Word for word, retype every entry in the listing.

[Object location annotation data]
----------

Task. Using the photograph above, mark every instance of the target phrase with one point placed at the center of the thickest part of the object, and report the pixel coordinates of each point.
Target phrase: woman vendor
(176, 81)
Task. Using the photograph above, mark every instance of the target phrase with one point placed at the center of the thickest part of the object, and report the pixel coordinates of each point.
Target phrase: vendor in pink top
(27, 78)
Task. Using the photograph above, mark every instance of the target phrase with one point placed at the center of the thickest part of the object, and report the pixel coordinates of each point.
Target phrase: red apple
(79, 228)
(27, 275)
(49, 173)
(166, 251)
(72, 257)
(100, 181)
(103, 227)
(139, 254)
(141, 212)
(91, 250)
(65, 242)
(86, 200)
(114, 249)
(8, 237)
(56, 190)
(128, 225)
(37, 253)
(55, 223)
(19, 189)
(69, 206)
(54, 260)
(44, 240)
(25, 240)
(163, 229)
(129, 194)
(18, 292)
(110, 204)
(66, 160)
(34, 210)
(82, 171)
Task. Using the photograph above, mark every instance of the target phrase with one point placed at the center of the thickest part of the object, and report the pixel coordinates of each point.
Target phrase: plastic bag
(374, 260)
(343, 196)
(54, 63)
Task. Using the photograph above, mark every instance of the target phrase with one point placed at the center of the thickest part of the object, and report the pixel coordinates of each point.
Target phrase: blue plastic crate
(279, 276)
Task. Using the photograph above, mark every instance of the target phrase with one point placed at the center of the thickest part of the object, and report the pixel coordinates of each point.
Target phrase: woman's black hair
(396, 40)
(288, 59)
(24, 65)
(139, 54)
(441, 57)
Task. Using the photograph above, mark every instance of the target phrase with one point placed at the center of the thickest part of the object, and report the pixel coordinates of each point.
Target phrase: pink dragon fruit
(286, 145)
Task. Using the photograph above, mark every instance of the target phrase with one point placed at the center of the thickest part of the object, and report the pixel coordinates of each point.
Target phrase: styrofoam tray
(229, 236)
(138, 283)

----------

## Completed exercise
Task. Using the photograph above, mark every instance of the target phrase with one point placed at the center of the thickest part of the object, and report the pixel coordinates of each point.
Target phrase: woman vendor
(176, 81)
Task. Using the photograph above, mark every instance of the target phrase with one point placed at the center of the thickest part of the object, and report the pixel coordinates of each point.
Target phrase: vendor in pink top
(27, 78)
Task. Using the photograph above, mark every instance of the target phrase with one point placed at the center of the thickest part of the object, and report the pixel coordinates of each point.
Target phrase: red apple
(79, 228)
(27, 275)
(49, 173)
(166, 251)
(72, 257)
(100, 181)
(103, 227)
(139, 254)
(141, 212)
(91, 250)
(65, 242)
(86, 200)
(114, 249)
(8, 237)
(56, 190)
(128, 225)
(37, 253)
(55, 223)
(19, 189)
(69, 206)
(54, 260)
(44, 240)
(25, 240)
(163, 229)
(129, 194)
(18, 292)
(110, 204)
(66, 160)
(34, 210)
(82, 171)
Task. Using the photograph above, mark every instance of the target phrase with one point placed at the center of the thickest part of the object, and report the pixel coordinates of each point.
Target phrase: plastic bag
(374, 260)
(343, 196)
(54, 63)
Task. Using the photograph above, mark every instance of the target phrase with one point placed at the center of the thickest part of the object, and report the pixel coordinates of each point.
Target phrase: blue plastic crate
(279, 276)
Task. Using the photograph above, mark every instance of the target phrase with one point placed at the center of the thickest part of the object, and report the pixel coordinates of each point.
Target phrase: woman's black hair
(396, 40)
(288, 59)
(24, 65)
(139, 54)
(441, 57)
Task. Using the photograph above, mark every instance of the target phrase with one point placed at the center of the thickest part of the object, and report the pixel coordinates of each point.
Target phrase: pink dragon fruit
(286, 145)
Task. Using the photograph above, mark every instance of the target phrase with one point placed at the center of the thickest part of the object, and report the pixel coordinates of each point.
Target phrase: styrofoam tray
(229, 236)
(138, 283)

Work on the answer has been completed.